Problem requirements: Which lines in the listing below contain the string "gray"? Show each of them in full.

[Stored data entries]
- - - - - - -

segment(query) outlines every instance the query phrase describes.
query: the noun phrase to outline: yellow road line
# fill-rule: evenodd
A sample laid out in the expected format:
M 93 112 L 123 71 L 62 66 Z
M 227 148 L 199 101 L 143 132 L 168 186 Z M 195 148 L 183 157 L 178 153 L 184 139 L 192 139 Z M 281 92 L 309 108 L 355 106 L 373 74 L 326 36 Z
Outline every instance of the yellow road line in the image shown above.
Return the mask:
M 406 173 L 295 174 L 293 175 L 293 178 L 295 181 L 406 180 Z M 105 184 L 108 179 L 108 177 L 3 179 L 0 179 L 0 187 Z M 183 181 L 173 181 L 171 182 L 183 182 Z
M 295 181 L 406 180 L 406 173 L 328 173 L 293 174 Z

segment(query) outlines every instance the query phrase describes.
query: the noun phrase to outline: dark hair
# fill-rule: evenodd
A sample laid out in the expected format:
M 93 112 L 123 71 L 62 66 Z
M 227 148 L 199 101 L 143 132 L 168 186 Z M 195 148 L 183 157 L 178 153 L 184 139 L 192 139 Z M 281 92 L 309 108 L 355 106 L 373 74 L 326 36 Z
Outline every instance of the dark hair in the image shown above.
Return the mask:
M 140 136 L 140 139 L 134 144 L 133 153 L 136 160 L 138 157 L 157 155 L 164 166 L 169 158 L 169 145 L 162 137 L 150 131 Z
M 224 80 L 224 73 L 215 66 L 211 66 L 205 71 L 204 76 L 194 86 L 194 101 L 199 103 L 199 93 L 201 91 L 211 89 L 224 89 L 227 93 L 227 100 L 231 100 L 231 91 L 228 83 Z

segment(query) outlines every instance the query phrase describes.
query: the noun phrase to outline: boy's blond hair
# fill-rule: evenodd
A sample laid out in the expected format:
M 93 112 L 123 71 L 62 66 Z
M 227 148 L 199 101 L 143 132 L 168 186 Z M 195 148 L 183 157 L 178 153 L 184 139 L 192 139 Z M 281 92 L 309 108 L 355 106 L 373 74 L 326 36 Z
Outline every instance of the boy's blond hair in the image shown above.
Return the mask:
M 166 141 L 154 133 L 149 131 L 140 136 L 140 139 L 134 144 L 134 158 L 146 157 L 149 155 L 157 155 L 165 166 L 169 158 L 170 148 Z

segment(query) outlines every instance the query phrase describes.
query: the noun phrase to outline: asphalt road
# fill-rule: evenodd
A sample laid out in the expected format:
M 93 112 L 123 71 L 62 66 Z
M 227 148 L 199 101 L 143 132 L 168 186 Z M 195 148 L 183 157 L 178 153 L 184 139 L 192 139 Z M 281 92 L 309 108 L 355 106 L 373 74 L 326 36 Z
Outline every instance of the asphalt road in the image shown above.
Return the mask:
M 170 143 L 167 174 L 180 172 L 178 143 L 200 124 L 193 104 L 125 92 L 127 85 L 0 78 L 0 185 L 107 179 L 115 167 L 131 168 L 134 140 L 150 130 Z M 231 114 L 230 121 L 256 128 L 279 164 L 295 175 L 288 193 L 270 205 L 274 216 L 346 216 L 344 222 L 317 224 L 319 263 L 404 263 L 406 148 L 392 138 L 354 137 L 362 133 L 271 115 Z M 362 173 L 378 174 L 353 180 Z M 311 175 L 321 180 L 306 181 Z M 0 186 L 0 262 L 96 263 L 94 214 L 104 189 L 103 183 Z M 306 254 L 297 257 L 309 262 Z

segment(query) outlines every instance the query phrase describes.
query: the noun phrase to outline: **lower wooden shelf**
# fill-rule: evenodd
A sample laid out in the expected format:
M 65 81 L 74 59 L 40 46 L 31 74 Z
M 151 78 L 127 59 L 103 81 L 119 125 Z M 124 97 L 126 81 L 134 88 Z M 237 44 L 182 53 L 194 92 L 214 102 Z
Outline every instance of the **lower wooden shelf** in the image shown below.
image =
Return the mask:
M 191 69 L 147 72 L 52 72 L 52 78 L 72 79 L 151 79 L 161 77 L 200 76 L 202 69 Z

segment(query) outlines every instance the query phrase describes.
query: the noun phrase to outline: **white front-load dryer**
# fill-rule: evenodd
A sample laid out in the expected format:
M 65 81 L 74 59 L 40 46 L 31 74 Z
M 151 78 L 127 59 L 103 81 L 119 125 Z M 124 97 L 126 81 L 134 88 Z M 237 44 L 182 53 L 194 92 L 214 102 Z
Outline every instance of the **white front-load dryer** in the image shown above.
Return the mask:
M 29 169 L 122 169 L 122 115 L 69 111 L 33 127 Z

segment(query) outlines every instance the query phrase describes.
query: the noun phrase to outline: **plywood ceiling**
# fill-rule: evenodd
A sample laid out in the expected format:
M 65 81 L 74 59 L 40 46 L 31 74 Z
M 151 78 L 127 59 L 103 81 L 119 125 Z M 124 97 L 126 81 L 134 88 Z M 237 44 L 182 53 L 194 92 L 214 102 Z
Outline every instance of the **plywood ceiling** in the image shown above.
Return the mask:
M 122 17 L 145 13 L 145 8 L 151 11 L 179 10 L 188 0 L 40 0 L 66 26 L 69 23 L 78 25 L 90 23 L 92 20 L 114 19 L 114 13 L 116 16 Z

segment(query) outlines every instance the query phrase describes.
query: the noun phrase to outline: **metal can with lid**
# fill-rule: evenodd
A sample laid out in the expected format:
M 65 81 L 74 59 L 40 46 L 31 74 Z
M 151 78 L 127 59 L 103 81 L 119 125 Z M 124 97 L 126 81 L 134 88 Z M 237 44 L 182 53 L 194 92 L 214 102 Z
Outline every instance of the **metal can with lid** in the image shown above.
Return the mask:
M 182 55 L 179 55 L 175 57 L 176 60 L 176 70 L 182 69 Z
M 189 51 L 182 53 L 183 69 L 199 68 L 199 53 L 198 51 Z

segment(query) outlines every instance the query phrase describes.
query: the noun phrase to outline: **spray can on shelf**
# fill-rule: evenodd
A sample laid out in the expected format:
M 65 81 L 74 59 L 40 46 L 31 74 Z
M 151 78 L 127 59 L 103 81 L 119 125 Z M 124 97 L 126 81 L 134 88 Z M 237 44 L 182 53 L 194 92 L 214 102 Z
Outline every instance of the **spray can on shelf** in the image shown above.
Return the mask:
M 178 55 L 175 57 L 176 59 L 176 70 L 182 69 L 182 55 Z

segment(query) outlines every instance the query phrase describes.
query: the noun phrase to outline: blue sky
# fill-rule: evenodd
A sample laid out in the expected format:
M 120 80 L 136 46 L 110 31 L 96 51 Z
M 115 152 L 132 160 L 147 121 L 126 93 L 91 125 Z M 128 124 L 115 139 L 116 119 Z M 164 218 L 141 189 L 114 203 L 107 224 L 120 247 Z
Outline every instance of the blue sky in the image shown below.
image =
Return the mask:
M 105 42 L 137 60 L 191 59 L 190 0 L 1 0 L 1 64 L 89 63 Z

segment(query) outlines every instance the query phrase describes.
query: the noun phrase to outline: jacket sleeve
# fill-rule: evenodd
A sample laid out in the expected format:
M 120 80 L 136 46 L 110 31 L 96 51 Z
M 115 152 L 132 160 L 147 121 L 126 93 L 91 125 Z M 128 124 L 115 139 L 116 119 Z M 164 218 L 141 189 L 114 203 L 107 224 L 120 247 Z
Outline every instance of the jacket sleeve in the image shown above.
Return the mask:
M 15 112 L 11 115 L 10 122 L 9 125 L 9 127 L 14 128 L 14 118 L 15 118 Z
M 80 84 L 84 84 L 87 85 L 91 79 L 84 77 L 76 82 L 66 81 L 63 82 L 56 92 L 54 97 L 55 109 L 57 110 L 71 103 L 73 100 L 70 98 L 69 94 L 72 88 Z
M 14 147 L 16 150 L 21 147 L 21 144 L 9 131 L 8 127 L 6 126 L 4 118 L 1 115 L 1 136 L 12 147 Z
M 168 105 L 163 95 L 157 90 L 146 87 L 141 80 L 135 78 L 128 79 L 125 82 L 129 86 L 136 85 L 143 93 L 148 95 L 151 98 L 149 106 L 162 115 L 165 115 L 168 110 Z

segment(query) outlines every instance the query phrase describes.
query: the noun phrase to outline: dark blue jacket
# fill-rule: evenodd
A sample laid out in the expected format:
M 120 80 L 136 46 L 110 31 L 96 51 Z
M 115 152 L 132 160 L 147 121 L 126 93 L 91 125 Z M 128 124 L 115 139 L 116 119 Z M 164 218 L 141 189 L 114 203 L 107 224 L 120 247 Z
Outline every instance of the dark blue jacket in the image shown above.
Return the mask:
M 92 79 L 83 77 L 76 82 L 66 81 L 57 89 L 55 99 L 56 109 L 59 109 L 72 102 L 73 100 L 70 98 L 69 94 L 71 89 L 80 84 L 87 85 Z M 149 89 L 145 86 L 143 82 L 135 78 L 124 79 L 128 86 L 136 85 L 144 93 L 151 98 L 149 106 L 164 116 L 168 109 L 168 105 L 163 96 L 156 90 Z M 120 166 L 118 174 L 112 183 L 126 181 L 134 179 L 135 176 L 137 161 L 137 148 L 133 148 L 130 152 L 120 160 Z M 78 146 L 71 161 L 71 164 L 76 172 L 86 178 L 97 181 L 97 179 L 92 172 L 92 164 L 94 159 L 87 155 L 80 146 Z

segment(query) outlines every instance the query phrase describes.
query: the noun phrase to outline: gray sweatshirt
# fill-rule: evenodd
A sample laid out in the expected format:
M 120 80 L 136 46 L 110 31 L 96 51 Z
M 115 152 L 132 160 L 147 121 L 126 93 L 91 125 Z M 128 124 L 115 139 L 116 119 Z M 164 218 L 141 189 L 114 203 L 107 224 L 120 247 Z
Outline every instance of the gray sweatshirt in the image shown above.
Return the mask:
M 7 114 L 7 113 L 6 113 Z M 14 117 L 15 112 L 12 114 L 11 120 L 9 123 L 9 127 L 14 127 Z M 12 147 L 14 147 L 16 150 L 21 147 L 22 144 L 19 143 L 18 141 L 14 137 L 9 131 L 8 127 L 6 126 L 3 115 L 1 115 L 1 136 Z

- - - - - - -

Written answer:
query: the noun phrase to outline: gray sweatshirt
Outline every instance of the gray sweatshirt in the image shown above.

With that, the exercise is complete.